▶ [PAGE TEXT]:
# # # # # # #
FRI., DECEMBER 07, 2007
In This Feature
Magazine Archives:
2007 Rewind: The Year in Reissues
by Michaelangelo Matos
By now the narrative has been repeated so often it's hardened into place: the pop music industry was song- and singles-driven until the 1960s, when the full-length album became the medium of choice. Then along came the Internet, and boom — the song is king again. Sure, that's reductive, but it's also largely correct, even with a site like eMusic, which emphasizes the album over the individual track.
It's far less remarked upon, but a similar narrative arc applies to the reissues business as well. Sure, major labels have always held plenty in store, and best-ofs and anthologies were a staple part of the pop and rock album business from the '60s forward. But labels dedicated to reissues tended to be independently run. Take two of the prototypes of the modern reissue label, London's Ace and Los Angeles's Rhino. Both began in the '70s; both licensed masters from majors and indies alike, chose and sequenced their track listings carefully, solicited historically aware annotation and connected a lot of dots previously known mostly to catalogue-number-hoarding fanatics. Both helped make the Great Big Story of pop music that much easier to grasp. In the '90s, the majors caught on: Rhino was purchased by Warner Bros. and became the ever-expanding conglomerate's reissue arm, while Universal started Hip-O to serve the same purpose. But as running an indie became easier — and as the ground shifted under the industry — a lot more small-stakes entrepreneurs began repackaging old favorites and obscurities in new packages.
Take Light in the Attic, the Seattle label founded early in the '00s by Matt Sullivan, which enjoyed its highest-profile year yet. Mostly that's due to the pair of Betty Davis reissues, but the real prize is Summer Records Anthology 1974-1988, the sequel to 2006's Jamaica to Toronto: Soul, Funk & Reggae 1967-1974. Both sets track the musical output of the Ontario city's Kingston ex-pats, and Summer Records is especially enlightening: heavy on dub mixing (whether the tracks feature vocals or not) and bringing us relatively up to date with a couple digital dancehall tracks at the end. The prize is Johnny Osbourne and Bunny Brown's "Love Makes the World Go Round," a heart-stoppingly austere cut on which Osbourne and Browne's ethereal falsettos seem to bob tantalizingly in the distance.
# # # # # # #
(Location identification items)
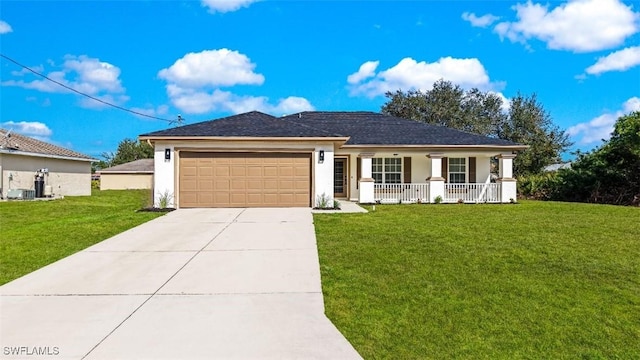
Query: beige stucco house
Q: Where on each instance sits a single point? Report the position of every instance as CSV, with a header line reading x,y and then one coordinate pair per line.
x,y
256,160
136,174
64,171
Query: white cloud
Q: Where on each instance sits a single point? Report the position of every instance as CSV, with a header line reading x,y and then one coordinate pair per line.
x,y
82,73
367,70
212,68
194,82
409,74
32,129
620,60
202,101
5,28
223,6
152,111
599,128
578,25
479,21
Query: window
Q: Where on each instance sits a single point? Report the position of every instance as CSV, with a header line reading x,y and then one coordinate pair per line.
x,y
457,170
386,170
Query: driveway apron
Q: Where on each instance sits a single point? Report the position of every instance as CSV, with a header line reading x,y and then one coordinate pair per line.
x,y
193,284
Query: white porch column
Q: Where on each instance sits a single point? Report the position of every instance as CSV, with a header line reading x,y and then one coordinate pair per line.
x,y
366,194
508,188
436,181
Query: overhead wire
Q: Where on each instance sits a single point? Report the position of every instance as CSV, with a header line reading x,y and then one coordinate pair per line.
x,y
179,120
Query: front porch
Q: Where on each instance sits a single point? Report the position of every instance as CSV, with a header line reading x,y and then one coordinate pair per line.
x,y
450,178
453,193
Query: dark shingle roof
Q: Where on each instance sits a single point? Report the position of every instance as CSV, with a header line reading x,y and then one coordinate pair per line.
x,y
136,166
251,124
15,142
362,128
369,128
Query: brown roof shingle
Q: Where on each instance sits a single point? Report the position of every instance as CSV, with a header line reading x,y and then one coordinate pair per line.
x,y
10,141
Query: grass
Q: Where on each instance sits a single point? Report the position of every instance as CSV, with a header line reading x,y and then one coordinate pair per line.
x,y
534,280
36,233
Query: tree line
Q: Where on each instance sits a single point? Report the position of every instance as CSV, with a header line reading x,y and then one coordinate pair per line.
x,y
609,174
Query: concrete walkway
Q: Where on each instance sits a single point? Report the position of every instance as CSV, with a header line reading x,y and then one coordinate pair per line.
x,y
193,284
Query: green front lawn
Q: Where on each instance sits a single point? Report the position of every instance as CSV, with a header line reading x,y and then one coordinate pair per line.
x,y
36,233
534,280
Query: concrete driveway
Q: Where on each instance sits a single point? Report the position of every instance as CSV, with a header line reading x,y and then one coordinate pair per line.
x,y
194,284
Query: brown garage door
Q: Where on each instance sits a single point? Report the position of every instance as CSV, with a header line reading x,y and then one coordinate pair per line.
x,y
244,179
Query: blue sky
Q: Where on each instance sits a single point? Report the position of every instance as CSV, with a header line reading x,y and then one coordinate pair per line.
x,y
213,58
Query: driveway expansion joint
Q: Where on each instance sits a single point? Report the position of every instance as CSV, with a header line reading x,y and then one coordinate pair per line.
x,y
161,286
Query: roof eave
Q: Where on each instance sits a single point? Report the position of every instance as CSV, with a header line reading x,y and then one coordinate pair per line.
x,y
124,172
437,147
50,156
244,138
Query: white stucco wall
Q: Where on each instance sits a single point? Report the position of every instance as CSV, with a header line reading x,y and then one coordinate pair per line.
x,y
66,177
109,181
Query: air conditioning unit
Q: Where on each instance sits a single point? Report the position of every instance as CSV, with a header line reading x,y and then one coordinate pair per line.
x,y
21,194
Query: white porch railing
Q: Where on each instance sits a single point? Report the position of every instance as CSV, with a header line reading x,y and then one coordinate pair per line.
x,y
472,193
401,193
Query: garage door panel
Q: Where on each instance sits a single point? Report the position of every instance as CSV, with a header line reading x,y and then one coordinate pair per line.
x,y
270,184
206,185
222,185
239,185
254,171
270,171
244,179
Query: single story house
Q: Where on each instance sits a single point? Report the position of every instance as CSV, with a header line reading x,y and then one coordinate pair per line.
x,y
64,171
258,160
137,174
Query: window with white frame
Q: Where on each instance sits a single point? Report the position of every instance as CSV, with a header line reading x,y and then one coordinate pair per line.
x,y
386,170
457,170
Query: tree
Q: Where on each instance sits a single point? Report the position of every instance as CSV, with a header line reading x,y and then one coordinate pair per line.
x,y
528,123
609,174
480,112
449,105
128,150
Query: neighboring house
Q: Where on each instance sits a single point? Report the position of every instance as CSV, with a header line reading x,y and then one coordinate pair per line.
x,y
136,174
254,159
65,172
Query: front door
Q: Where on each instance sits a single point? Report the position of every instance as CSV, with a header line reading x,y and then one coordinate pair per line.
x,y
340,178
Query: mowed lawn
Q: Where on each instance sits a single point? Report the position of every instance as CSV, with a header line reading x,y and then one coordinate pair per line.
x,y
536,280
36,233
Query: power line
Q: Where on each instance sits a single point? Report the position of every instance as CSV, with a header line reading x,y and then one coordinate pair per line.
x,y
178,121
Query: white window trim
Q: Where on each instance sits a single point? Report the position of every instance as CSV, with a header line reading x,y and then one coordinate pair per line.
x,y
383,171
465,172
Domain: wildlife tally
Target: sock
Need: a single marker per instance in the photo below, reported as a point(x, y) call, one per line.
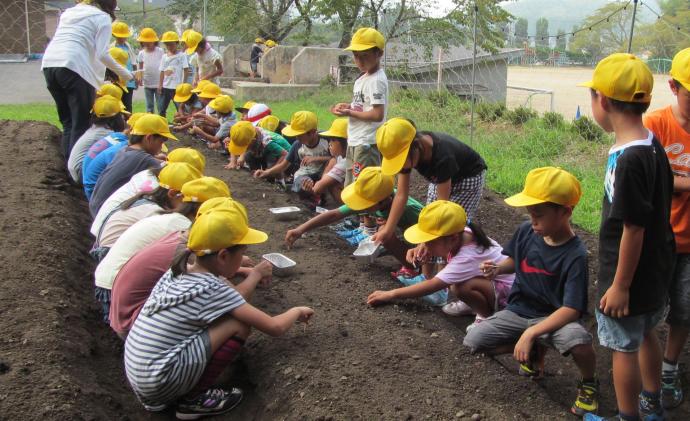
point(219, 361)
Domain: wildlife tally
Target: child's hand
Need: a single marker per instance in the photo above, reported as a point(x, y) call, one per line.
point(291, 236)
point(615, 302)
point(379, 297)
point(524, 346)
point(489, 269)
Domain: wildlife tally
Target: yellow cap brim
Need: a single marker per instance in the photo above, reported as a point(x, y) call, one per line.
point(522, 200)
point(253, 237)
point(414, 235)
point(184, 98)
point(353, 200)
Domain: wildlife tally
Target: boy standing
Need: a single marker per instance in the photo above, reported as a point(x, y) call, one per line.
point(367, 111)
point(636, 245)
point(671, 125)
point(549, 294)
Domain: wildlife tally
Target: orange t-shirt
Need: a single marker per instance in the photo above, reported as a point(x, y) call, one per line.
point(676, 142)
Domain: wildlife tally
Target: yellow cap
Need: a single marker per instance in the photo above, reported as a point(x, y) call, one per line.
point(107, 106)
point(147, 35)
point(365, 39)
point(133, 118)
point(622, 77)
point(110, 89)
point(548, 184)
point(152, 124)
point(183, 92)
point(270, 123)
point(680, 68)
point(247, 105)
point(437, 219)
point(301, 122)
point(120, 30)
point(204, 188)
point(189, 156)
point(393, 139)
point(338, 129)
point(242, 134)
point(371, 187)
point(210, 91)
point(176, 174)
point(200, 86)
point(170, 36)
point(223, 104)
point(222, 228)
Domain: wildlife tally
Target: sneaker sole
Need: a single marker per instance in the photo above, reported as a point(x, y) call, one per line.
point(184, 416)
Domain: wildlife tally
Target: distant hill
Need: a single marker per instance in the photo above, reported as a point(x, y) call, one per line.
point(564, 14)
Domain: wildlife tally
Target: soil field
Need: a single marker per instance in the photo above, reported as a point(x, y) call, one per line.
point(401, 361)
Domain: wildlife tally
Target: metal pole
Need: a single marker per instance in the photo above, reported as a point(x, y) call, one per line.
point(474, 68)
point(632, 26)
point(28, 32)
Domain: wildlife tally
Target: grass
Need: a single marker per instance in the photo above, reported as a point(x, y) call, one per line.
point(510, 150)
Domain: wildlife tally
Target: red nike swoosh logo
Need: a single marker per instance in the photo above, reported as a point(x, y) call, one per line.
point(526, 268)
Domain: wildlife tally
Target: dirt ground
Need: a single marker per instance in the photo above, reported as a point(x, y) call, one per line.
point(401, 361)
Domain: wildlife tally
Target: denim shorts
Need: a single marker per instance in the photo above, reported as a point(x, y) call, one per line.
point(626, 334)
point(679, 293)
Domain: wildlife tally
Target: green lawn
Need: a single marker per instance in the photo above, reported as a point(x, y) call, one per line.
point(509, 150)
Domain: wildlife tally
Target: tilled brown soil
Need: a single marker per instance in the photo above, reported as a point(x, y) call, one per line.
point(401, 361)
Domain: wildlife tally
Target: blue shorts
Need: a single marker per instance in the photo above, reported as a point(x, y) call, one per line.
point(627, 333)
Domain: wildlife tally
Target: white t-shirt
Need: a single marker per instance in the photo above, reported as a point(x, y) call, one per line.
point(369, 90)
point(121, 220)
point(140, 182)
point(174, 65)
point(465, 265)
point(152, 65)
point(81, 147)
point(137, 237)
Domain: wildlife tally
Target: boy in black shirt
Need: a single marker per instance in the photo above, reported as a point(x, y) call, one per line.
point(549, 294)
point(636, 244)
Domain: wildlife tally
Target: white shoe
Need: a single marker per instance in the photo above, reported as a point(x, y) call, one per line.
point(457, 308)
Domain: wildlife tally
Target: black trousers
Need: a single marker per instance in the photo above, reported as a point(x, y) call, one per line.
point(74, 98)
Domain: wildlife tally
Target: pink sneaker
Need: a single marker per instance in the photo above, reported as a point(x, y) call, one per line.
point(457, 308)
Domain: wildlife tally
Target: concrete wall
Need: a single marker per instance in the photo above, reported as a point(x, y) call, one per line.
point(313, 64)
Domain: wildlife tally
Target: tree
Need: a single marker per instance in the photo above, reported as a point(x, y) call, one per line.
point(542, 35)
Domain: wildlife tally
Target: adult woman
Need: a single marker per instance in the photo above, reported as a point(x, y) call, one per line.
point(74, 64)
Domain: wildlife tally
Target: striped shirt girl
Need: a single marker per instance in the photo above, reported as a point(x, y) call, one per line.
point(168, 347)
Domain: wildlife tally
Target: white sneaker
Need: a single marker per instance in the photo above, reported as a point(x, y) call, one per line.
point(457, 308)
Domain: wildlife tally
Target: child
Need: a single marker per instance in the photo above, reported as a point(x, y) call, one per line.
point(671, 126)
point(121, 33)
point(222, 107)
point(208, 63)
point(147, 138)
point(102, 153)
point(106, 118)
point(196, 335)
point(636, 245)
point(444, 228)
point(173, 71)
point(334, 174)
point(152, 228)
point(368, 108)
point(309, 152)
point(372, 193)
point(149, 58)
point(549, 294)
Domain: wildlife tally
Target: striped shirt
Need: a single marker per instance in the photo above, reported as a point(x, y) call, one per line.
point(168, 347)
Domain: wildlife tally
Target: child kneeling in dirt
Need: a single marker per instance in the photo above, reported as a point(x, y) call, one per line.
point(549, 294)
point(195, 323)
point(444, 229)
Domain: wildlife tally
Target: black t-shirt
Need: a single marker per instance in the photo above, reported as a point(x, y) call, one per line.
point(546, 277)
point(450, 159)
point(638, 188)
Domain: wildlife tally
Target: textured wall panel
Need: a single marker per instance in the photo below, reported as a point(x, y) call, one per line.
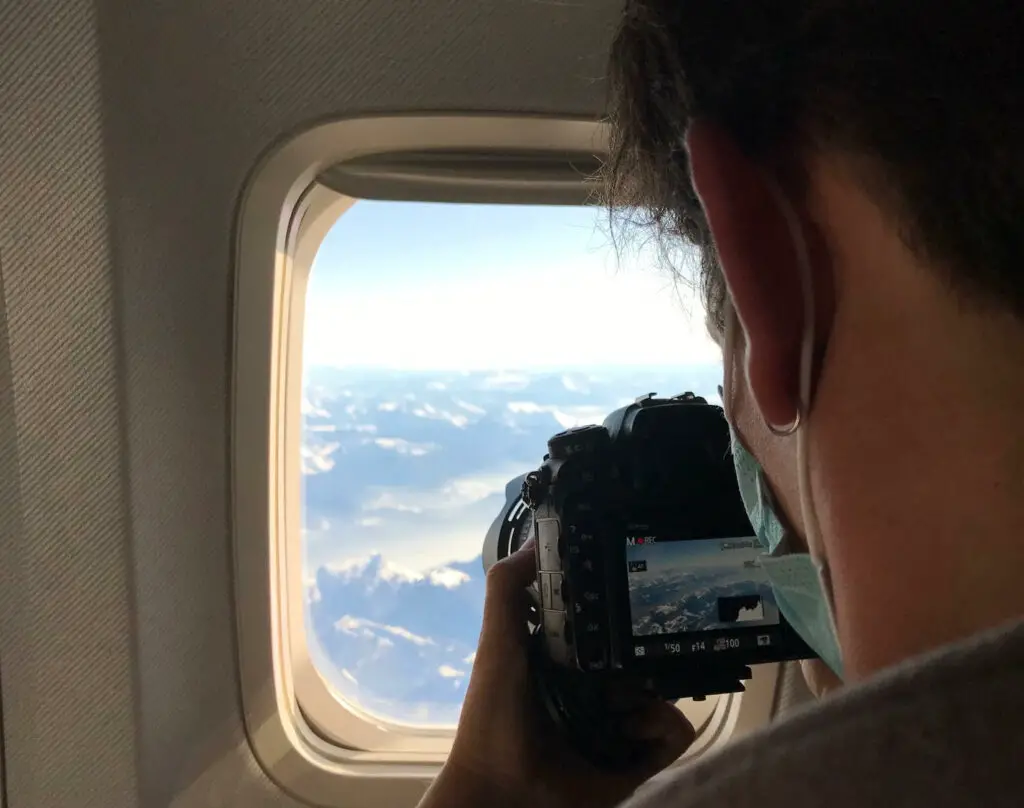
point(195, 92)
point(185, 98)
point(67, 637)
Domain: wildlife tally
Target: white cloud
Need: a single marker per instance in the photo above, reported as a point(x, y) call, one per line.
point(356, 627)
point(316, 459)
point(565, 416)
point(450, 579)
point(403, 447)
point(470, 408)
point(506, 381)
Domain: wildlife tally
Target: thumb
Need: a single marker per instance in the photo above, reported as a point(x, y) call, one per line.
point(504, 604)
point(665, 734)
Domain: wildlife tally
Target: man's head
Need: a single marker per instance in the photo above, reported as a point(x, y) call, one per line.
point(887, 136)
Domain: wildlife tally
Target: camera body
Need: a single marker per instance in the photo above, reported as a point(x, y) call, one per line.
point(647, 565)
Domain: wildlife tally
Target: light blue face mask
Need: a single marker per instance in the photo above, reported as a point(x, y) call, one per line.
point(796, 580)
point(799, 580)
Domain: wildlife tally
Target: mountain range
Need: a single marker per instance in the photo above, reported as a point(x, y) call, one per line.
point(403, 472)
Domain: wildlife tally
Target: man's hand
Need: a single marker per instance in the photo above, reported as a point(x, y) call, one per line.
point(504, 756)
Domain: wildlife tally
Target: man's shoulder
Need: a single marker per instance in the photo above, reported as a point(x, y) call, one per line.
point(943, 730)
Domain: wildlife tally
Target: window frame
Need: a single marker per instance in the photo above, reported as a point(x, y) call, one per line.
point(302, 734)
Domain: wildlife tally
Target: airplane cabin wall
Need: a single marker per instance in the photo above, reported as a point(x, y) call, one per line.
point(127, 133)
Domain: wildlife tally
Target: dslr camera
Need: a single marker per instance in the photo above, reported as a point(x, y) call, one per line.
point(648, 579)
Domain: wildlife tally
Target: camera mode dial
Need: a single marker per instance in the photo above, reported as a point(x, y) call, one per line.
point(578, 440)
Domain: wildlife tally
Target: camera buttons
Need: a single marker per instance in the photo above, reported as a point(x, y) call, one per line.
point(551, 591)
point(548, 545)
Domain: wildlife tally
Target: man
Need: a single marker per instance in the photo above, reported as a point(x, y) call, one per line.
point(852, 174)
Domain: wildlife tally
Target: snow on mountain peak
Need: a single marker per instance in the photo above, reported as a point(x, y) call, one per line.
point(375, 568)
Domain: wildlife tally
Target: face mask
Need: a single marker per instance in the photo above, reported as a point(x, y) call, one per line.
point(800, 581)
point(797, 580)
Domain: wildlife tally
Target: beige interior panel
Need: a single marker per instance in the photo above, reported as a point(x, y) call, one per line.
point(128, 132)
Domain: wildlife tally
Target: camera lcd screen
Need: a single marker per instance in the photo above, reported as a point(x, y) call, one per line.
point(697, 596)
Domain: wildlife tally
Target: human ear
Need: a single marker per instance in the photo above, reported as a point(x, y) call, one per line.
point(753, 229)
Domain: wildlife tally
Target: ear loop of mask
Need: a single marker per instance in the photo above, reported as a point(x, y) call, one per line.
point(812, 528)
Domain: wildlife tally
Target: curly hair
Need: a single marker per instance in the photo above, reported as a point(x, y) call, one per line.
point(927, 97)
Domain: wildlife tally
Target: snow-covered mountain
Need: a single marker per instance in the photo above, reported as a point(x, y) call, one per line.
point(398, 643)
point(404, 471)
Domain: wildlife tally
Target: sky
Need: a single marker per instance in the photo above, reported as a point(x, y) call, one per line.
point(430, 286)
point(679, 556)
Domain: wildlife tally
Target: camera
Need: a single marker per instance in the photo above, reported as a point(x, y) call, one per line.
point(648, 570)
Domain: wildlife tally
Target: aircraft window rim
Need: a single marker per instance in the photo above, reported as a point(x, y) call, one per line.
point(283, 217)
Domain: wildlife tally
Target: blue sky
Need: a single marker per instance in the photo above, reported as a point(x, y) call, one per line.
point(688, 556)
point(434, 286)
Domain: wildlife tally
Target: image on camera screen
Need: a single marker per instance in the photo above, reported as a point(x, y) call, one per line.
point(702, 585)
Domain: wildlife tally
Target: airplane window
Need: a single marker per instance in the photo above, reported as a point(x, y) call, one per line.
point(443, 344)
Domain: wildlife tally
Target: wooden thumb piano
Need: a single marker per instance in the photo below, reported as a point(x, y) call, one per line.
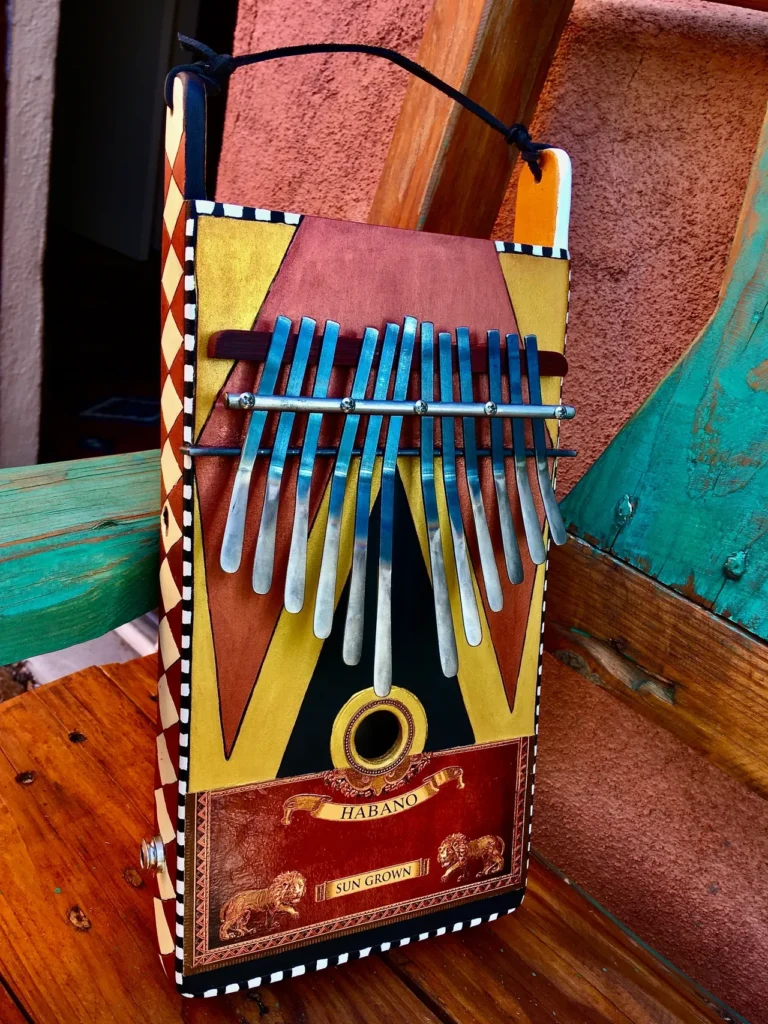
point(360, 434)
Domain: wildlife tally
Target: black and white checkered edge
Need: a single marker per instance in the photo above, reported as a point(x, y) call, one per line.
point(273, 216)
point(525, 250)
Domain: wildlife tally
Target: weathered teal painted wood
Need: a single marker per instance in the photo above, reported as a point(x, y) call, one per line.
point(79, 546)
point(682, 492)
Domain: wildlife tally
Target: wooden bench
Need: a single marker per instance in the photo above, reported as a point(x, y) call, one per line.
point(77, 930)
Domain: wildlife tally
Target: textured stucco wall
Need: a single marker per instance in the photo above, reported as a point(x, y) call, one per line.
point(33, 31)
point(659, 103)
point(310, 134)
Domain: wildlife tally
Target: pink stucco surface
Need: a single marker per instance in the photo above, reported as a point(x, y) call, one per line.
point(659, 103)
point(671, 845)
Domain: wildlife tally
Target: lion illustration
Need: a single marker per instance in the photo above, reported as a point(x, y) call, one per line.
point(456, 851)
point(281, 896)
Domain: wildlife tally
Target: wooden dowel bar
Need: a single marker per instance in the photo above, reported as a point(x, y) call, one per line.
point(252, 347)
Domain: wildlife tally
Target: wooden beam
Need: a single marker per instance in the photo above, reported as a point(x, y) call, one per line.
point(674, 662)
point(681, 492)
point(79, 546)
point(445, 170)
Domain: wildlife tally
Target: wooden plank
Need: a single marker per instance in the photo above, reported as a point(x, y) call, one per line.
point(682, 491)
point(9, 1013)
point(445, 170)
point(674, 662)
point(67, 838)
point(555, 958)
point(68, 835)
point(78, 550)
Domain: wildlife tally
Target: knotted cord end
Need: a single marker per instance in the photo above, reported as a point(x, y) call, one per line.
point(517, 134)
point(212, 68)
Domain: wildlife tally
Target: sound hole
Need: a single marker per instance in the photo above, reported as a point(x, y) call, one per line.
point(378, 735)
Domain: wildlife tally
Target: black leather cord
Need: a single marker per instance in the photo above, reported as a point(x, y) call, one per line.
point(214, 70)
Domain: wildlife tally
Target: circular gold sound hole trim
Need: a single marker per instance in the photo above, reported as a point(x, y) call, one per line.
point(398, 750)
point(411, 736)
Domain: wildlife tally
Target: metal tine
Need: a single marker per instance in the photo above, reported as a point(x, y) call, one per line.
point(509, 538)
point(296, 571)
point(383, 647)
point(352, 646)
point(263, 562)
point(231, 546)
point(556, 525)
point(470, 615)
point(487, 558)
point(529, 517)
point(443, 617)
point(326, 597)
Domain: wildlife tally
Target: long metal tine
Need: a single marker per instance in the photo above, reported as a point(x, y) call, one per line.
point(470, 615)
point(326, 597)
point(352, 646)
point(556, 525)
point(383, 647)
point(263, 562)
point(529, 517)
point(509, 538)
point(231, 546)
point(443, 619)
point(296, 571)
point(487, 558)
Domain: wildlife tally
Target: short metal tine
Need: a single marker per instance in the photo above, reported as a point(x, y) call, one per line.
point(352, 646)
point(296, 571)
point(231, 546)
point(509, 538)
point(443, 617)
point(556, 525)
point(470, 615)
point(487, 558)
point(326, 597)
point(263, 562)
point(529, 517)
point(383, 647)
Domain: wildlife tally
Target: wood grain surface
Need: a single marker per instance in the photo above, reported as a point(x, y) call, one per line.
point(673, 660)
point(682, 489)
point(445, 169)
point(77, 933)
point(78, 550)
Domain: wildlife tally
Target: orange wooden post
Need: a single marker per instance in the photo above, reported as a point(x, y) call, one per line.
point(446, 171)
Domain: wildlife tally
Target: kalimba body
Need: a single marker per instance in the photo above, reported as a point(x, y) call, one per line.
point(352, 593)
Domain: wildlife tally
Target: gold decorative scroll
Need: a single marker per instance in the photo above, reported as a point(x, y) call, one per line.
point(324, 807)
point(372, 880)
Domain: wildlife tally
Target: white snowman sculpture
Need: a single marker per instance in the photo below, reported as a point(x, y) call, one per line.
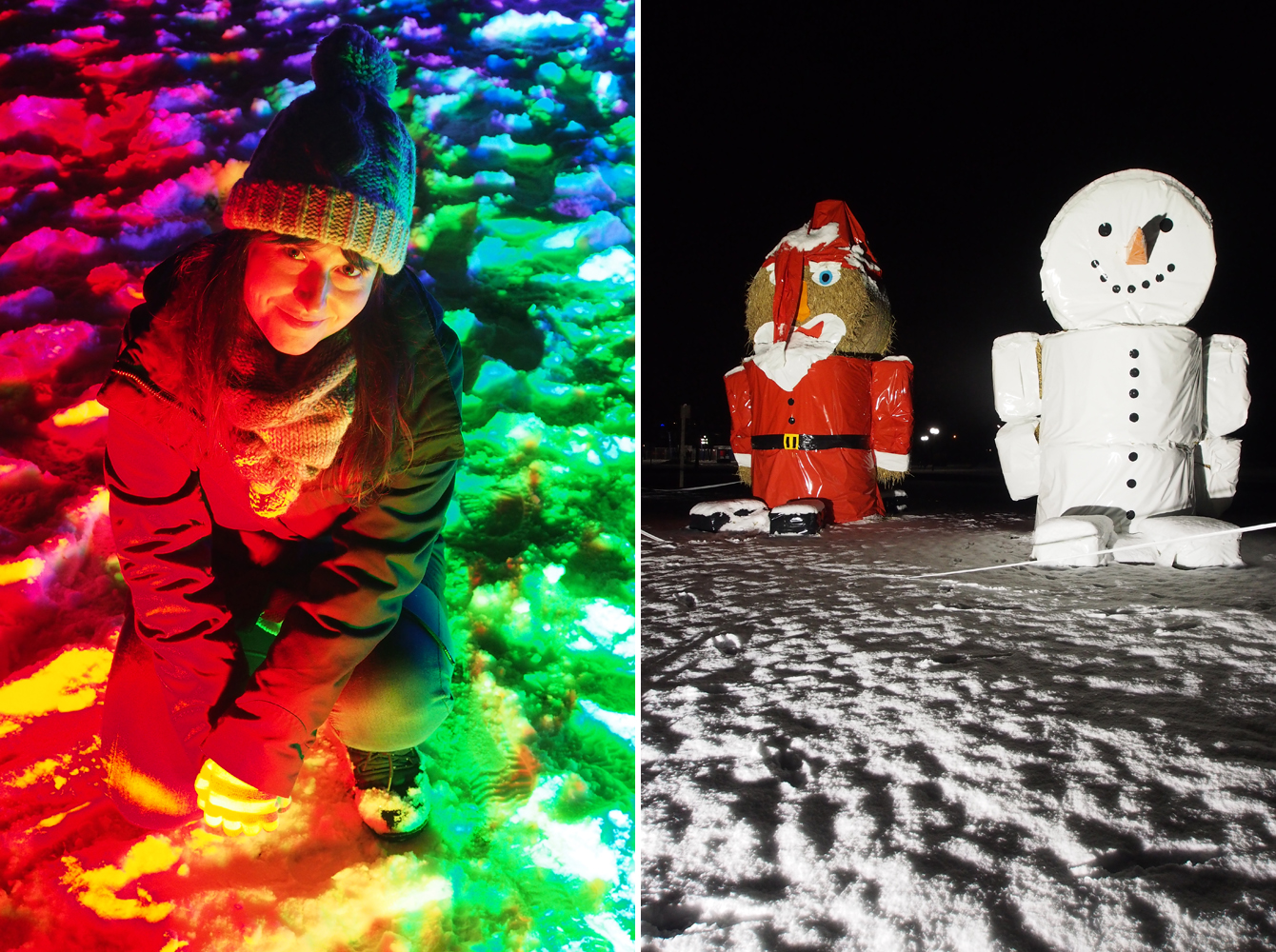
point(1118, 424)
# # # # # # #
▶ [WRITTEN EXERCISE A]:
According to the reissues article, who founded the Seattle label Light in the Attic?
▶ [WRITTEN EXERCISE B]:
List every record label named in the second paragraph of the reissues article.
▶ [WRITTEN EXERCISE C]:
Carry on the reissues article from the point where it stops.

▶ [EXPECTED ANSWER A]:
Matt Sullivan

▶ [EXPECTED ANSWER B]:
Ace, Rhino, Warner Bros., Universal, Hip-O

▶ [EXPECTED ANSWER C]:
Another indie specializing in the past is Acute, run by New York DJ Dan Selzer, whose big old-is-the-new-new hit was Hungry Beat, which collects the singles and EPs of Scottish indie heroes Fire Engines, who never officially released an album. (The 2005 compilation Codex Teenage Premonition, not on eMusic, is mostly demos and live stuff.) If you love jittery guitar and value enthusiasm over skill, songs like "Candyskin" and "Discord" deserve your time.
Of course, a label needn't be dedicated entirely to the past to dive purposefully into it. Take Brooklyn's Barbès Records, which issues an eclectic array of new work from new artists like Slavic Soul Party, Hazmat Modine and Las Rubias del Norte. But their most striking release of 2007 came from old Peru. The Roots of Chicha, subtitled "Psychedelic Cumbias from Peru," mines a decades-old variation on the ever-popular Colombian pop style, dusted with wah-wah guitars and Moog synthesizers. While the frisson between old and new is plenty ear-whetting, it's the tunes you'll come back for. (My favorite: "Si Me Quieres," by Los Hijos del Sol.)
An older hand at this sort of thing is Greensleeves, a British label specializing in up-to-the-minute Jamaican reggae and its offshoots. This year Greensleeves celebrated its 30th anniversary with a number of new packages. The two best are Culture's Two Sevens Clash: 30th Anniversary Edition, which adds five remixes and dubs to what may have been roots reggae's zenith, and the 30-song From Dubplate to Download: The Best of Greensleeves Records, which is precisely what it says it is, and precisely as good as you might hope. If you want to go deeper, try the volumes of the 12" Rulers series dedicated to Henry "Junjo" Lawes and Gussie Clarke.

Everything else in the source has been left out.